Required action 1: Using the article on COVID-19 self-isolation checks below, decide whether each statement agrees with it: (a) The UK government could say how many of the 300,000 were found to have broken the rules. (b) Arrivals from "amber list" countries had to self-quarantine for 10 days. (c) The call handlers were employed by the Border Force Criminal Justice Unit. Answer yes or no for each, and quote the words from the article that decide it.
Required action 2: The article on COVID-19 self-isolation checks below names the situations that caused a case to be referred to investigators. List every one of them.

More than 300,000 have been suspected of flouting COVID-19 self-isolation rules after arriving in England and Northern Ireland between March and May, according to case files submitted to investigators and seen by the BBC.
The BBC said in its report that the UK government was not able to say how many of those 300,000 were found to have broken the rules or could not be traced.
England in July lifted the requirement for fully vaccinated Britons returning from medium-risk countries to have to quarantine. Visitors from the EU and United States with the same status are also exempted.
However, arrivals from high-risk countries – deemed “red list” in the UK – had to quarantine in a hotel. Those coming from “amber list” – or medium-risk countries – were required to self-quarantine for 10 days and provide evidence of negative COVID tests.
According to the BBC, figures from March 17 to May 31 shows a total of 301,076 cases were referred to investigators for checks on whether they were self-isolating or not. Those self-isolating were called on the phone by call handlers employed by the UK Department of Health and Social Care to check whether they were following the rules or not.
“Cases where the contact ended the call, refused to co-operate, indicated they would break the quarantine or testing rules, or could not be contacted after three attempts were referred to investigators at the Border Force Criminal Justice Unit and the police,” the BBC reported.
Expectations are growing that there will be a simplification of those travel rules, after Health Minister Sajid Javid said on Sunday that he wanted to “get rid of” expensive PCR tests for travelers as soon as possible.

Listed records:
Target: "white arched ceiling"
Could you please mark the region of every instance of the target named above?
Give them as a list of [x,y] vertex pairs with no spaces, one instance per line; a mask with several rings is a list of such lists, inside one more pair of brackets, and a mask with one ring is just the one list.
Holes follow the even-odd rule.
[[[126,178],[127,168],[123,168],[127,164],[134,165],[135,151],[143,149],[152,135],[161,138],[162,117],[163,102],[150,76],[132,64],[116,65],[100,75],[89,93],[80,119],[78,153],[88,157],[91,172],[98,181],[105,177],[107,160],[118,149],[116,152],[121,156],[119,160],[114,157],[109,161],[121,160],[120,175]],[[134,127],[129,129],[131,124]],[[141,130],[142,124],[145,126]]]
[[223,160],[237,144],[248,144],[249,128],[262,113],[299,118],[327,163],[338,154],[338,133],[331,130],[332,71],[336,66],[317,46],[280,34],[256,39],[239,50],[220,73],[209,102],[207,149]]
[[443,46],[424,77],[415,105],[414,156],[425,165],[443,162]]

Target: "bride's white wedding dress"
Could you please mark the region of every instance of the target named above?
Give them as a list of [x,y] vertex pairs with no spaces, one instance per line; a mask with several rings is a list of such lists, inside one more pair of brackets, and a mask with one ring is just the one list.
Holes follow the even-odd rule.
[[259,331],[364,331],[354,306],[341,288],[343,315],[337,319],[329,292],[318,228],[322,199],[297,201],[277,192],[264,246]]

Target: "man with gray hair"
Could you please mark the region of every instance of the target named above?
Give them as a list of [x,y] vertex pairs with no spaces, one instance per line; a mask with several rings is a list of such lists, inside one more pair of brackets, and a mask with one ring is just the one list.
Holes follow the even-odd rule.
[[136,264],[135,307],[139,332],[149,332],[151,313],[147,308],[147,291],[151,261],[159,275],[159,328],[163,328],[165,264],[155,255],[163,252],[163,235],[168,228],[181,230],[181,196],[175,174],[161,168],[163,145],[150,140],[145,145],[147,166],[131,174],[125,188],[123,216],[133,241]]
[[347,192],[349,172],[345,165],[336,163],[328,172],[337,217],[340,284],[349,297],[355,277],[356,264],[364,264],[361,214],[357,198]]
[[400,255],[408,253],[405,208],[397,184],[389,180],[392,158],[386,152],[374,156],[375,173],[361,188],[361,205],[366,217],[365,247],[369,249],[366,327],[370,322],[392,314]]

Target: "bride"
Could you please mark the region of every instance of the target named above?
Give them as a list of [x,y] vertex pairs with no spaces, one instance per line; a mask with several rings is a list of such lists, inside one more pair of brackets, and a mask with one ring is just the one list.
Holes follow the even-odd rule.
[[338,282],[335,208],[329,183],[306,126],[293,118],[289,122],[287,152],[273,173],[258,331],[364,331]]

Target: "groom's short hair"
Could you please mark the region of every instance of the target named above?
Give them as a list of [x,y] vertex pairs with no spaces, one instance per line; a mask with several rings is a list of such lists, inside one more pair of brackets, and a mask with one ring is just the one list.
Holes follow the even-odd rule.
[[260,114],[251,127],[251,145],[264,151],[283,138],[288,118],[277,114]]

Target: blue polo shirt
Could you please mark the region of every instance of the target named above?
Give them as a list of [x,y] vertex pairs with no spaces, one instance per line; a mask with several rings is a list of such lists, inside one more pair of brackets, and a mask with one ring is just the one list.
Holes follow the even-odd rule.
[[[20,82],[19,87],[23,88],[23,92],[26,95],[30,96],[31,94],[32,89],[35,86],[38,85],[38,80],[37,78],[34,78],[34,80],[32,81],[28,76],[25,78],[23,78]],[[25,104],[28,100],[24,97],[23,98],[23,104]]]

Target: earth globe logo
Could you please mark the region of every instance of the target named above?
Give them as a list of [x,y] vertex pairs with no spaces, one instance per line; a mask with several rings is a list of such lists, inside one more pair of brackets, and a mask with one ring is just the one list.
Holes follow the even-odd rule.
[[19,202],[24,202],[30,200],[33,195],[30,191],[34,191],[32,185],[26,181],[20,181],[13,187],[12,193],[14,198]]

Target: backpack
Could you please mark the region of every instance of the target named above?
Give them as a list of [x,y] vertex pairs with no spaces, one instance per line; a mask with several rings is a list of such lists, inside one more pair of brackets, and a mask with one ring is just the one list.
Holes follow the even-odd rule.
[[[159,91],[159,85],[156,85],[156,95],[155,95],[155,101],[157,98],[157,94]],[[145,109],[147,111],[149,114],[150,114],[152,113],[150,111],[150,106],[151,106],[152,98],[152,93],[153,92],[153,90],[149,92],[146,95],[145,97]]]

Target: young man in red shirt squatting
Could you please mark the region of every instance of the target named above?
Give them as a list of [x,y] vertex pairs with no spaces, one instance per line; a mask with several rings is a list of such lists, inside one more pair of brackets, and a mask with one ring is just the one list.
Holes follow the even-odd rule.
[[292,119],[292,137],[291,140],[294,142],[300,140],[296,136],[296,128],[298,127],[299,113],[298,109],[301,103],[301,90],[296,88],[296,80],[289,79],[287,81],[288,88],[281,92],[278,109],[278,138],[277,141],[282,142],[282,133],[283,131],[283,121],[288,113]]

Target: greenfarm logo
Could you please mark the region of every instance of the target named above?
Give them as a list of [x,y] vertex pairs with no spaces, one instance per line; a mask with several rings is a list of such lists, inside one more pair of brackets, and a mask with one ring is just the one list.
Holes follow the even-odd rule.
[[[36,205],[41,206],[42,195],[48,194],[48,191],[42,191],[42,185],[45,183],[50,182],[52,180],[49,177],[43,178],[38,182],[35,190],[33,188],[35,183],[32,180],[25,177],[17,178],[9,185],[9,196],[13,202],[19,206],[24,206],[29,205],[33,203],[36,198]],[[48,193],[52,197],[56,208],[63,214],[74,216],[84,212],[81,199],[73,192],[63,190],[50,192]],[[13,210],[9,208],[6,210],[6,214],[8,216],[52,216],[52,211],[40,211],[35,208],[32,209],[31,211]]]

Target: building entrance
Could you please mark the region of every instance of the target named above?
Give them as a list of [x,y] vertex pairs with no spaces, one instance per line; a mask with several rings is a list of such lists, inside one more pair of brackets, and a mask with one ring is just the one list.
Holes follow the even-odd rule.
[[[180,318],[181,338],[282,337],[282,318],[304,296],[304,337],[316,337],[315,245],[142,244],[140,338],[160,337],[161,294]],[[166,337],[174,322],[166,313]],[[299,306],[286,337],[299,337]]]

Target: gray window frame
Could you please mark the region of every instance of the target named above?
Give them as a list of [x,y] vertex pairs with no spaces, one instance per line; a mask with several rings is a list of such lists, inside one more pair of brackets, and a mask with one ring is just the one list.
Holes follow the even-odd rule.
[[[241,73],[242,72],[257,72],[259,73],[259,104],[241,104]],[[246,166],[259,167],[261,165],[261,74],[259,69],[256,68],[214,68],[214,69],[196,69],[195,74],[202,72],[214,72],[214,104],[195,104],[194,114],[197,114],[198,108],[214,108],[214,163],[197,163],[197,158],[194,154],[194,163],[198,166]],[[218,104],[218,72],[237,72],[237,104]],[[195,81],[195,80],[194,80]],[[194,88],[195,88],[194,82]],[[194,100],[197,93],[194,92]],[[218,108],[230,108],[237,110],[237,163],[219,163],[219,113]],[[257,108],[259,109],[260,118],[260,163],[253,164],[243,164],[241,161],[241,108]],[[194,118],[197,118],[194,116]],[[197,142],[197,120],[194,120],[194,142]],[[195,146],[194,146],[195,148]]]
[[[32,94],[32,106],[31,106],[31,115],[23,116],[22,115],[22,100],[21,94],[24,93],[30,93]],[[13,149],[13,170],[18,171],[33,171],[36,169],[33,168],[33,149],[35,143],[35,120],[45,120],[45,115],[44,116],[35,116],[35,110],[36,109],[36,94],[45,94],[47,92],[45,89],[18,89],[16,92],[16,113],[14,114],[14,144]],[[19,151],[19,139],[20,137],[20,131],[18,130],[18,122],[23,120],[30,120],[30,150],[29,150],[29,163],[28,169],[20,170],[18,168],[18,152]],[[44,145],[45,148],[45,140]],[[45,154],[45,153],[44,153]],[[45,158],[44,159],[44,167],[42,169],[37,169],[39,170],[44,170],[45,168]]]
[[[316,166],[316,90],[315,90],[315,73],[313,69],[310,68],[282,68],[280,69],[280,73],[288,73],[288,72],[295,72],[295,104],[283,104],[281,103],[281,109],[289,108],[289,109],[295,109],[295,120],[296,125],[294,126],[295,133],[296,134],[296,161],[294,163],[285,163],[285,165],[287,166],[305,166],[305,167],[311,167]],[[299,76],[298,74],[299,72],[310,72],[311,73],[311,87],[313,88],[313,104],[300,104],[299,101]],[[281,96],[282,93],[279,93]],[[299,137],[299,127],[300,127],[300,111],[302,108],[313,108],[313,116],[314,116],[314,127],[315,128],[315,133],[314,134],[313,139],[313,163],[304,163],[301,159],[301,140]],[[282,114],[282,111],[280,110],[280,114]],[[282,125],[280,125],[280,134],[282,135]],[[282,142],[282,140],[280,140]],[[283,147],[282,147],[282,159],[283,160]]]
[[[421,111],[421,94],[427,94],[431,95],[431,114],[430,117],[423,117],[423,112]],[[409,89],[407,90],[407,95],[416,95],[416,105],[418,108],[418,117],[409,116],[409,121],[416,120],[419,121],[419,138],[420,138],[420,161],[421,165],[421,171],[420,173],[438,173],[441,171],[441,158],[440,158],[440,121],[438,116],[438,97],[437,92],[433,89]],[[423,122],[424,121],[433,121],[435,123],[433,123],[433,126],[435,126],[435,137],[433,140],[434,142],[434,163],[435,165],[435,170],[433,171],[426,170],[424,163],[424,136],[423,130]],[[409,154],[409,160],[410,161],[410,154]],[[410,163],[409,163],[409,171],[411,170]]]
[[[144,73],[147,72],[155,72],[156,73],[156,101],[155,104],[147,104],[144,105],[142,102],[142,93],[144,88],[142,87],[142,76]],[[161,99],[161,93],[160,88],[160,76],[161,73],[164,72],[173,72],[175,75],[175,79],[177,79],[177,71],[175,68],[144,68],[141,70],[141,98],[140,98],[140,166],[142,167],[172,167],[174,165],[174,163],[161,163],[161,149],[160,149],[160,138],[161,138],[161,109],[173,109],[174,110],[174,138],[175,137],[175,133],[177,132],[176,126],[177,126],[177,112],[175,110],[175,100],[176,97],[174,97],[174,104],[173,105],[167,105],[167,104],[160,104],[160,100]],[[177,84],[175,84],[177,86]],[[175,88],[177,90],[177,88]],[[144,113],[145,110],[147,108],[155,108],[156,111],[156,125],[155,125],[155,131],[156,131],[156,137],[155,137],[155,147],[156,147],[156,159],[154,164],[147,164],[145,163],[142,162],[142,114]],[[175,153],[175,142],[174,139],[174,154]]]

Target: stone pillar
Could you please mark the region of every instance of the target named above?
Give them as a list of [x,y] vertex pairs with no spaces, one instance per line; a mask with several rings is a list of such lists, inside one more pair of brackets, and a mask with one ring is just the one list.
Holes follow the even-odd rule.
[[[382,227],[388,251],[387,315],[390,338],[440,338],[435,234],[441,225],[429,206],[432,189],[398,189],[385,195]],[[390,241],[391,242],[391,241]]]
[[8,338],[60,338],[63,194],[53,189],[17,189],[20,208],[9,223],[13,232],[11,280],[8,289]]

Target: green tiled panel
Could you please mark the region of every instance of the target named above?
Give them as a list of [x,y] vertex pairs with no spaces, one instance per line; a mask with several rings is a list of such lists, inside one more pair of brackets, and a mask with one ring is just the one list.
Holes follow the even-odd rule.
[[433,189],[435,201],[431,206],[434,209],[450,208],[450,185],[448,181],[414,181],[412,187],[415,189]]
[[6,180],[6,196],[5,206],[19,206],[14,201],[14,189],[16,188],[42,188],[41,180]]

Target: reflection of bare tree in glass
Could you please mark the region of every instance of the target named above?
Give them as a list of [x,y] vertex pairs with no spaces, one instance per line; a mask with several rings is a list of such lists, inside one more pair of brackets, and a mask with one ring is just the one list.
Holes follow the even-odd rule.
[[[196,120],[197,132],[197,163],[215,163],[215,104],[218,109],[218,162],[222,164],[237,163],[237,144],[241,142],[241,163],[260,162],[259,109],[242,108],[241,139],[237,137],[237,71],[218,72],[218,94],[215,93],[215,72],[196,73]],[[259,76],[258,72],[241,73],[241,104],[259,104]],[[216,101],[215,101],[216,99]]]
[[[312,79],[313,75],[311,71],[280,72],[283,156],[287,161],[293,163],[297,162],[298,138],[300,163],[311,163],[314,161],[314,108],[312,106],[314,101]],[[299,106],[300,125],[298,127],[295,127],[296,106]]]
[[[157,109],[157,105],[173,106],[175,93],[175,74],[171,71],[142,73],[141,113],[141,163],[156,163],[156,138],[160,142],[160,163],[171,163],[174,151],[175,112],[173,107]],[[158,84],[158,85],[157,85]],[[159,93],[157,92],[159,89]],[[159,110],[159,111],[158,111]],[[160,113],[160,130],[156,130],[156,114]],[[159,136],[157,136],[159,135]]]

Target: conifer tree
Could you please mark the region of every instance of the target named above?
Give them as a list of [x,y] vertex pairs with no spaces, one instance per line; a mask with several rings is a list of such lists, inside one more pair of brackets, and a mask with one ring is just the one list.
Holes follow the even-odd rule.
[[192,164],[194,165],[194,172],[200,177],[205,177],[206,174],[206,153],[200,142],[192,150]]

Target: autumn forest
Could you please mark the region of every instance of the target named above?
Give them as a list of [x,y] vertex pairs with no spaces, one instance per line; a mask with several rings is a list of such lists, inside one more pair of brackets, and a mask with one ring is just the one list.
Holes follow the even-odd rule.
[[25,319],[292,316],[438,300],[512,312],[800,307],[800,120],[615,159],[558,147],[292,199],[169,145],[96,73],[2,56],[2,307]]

Reply 1:
(a) No: "the UK government was not able to say how many of those 300,000 were found to have broken the rules or could not be traced"
(b) Yes: "were required to self-quarantine for 10 days and provide evidence of negative COVID tests"
(c) No: "called on the phone by call handlers employed by the UK Department of Health and Social Care"

Reply 2:
- The contact ended the call.
- The contact refused to co-operate.
- The contact indicated they would break the quarantine or testing rules.
- The contact could not be contacted after three attempts.